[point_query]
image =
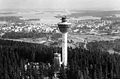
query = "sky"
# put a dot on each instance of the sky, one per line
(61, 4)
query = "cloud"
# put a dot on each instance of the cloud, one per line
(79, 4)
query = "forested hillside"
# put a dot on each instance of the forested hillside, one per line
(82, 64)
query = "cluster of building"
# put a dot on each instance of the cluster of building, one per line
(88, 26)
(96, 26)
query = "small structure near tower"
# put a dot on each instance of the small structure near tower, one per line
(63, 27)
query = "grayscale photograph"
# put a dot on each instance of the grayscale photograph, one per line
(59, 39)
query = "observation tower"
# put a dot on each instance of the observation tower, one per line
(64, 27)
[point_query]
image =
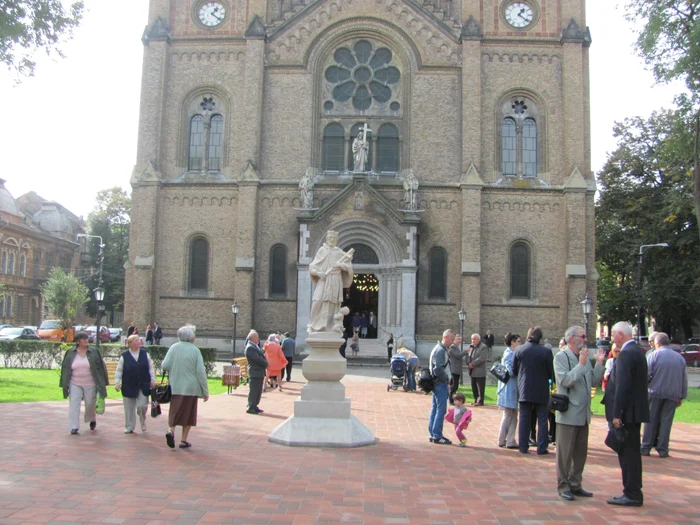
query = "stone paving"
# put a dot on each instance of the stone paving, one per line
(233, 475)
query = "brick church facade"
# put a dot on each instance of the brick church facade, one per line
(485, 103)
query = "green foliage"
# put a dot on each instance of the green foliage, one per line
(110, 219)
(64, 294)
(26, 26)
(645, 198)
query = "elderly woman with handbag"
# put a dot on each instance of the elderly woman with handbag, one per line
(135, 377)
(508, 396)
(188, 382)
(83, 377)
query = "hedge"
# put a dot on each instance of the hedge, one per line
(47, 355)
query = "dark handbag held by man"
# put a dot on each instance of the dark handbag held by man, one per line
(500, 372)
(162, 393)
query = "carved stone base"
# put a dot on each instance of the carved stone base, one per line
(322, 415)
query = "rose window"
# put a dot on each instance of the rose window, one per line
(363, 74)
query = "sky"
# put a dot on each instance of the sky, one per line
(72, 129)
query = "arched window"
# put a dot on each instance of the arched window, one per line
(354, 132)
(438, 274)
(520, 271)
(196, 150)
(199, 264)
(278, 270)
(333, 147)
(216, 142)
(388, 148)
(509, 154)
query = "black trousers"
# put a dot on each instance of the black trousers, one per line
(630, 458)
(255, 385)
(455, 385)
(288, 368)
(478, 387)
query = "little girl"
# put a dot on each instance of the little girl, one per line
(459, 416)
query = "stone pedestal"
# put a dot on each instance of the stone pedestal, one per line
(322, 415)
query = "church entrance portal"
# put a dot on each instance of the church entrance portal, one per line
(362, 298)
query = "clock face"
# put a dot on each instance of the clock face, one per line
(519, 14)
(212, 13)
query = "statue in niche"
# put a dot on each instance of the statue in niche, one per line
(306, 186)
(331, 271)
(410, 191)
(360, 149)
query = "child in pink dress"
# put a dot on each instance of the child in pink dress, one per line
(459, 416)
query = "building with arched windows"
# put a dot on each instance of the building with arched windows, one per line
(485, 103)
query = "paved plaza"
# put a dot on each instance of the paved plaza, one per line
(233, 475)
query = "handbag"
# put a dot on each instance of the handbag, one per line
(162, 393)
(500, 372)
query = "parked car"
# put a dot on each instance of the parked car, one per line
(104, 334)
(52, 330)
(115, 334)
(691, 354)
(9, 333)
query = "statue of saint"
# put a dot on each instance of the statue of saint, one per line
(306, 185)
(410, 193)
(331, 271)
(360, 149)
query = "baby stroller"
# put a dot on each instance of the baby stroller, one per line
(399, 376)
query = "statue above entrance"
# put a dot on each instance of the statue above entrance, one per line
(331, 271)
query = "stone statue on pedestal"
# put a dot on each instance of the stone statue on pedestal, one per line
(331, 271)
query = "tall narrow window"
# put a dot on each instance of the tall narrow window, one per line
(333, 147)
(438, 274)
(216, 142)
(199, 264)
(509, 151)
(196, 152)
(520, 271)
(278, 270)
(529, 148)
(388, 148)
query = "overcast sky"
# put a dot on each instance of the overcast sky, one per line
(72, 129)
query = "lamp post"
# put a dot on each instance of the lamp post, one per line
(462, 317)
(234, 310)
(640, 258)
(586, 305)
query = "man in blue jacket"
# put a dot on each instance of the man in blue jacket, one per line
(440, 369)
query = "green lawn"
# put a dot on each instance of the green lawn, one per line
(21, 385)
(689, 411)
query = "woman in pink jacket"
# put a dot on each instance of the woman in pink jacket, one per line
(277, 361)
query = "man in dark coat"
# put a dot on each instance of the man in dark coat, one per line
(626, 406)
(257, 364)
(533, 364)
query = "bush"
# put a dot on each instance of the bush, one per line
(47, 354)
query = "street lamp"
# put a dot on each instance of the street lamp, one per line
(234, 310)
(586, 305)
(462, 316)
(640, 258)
-=-=-
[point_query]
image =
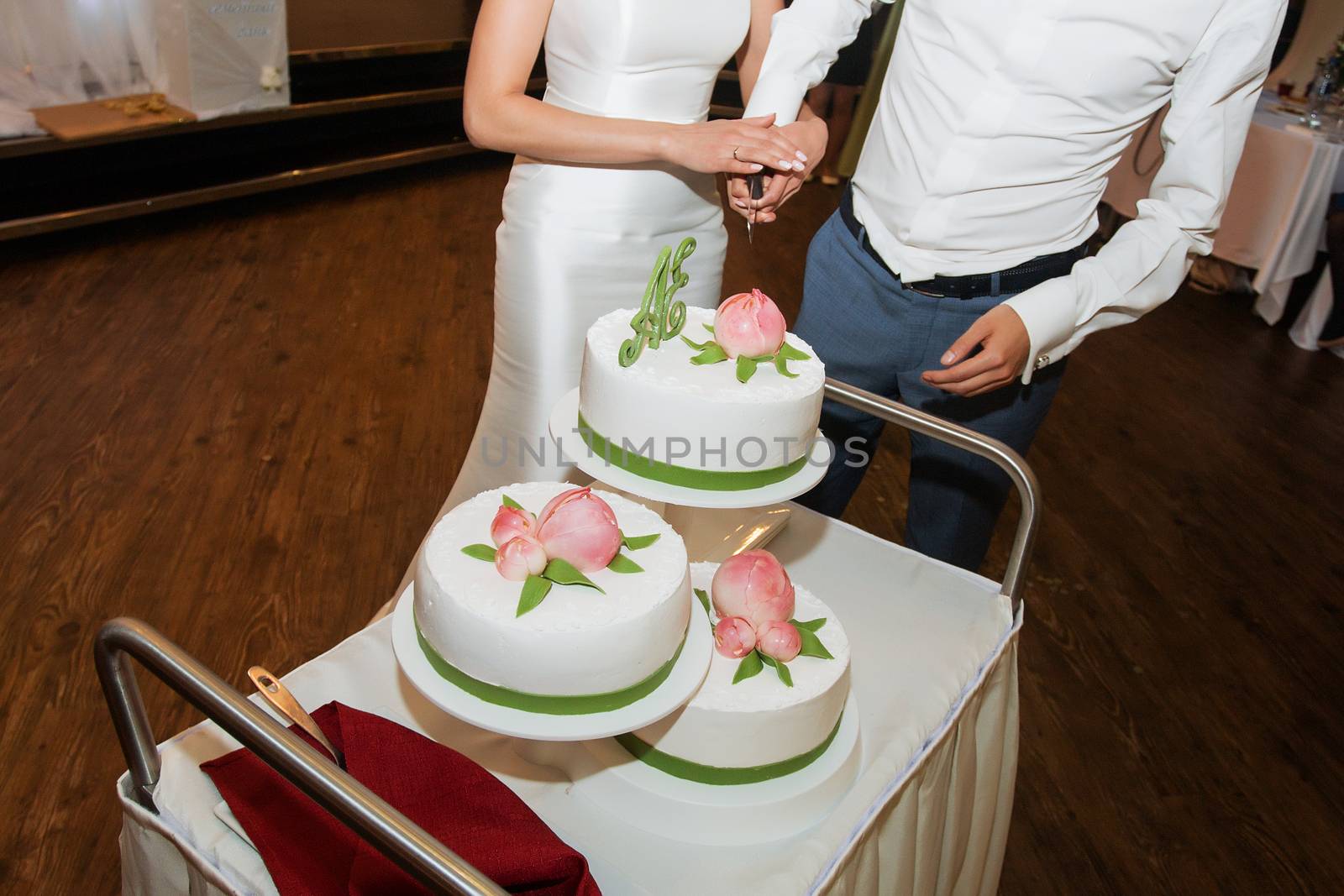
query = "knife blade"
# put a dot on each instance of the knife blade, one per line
-=-=-
WHAT THE EXERCISE ASKS –
Locate each line in the data that contains the word "lamp" and copy every one of them.

TASK ANSWER –
query = "lamp post"
# put a dot on each instance of the lamp post, one per line
query = "street lamp"
# put a dot on each instance of the street lamp, one per line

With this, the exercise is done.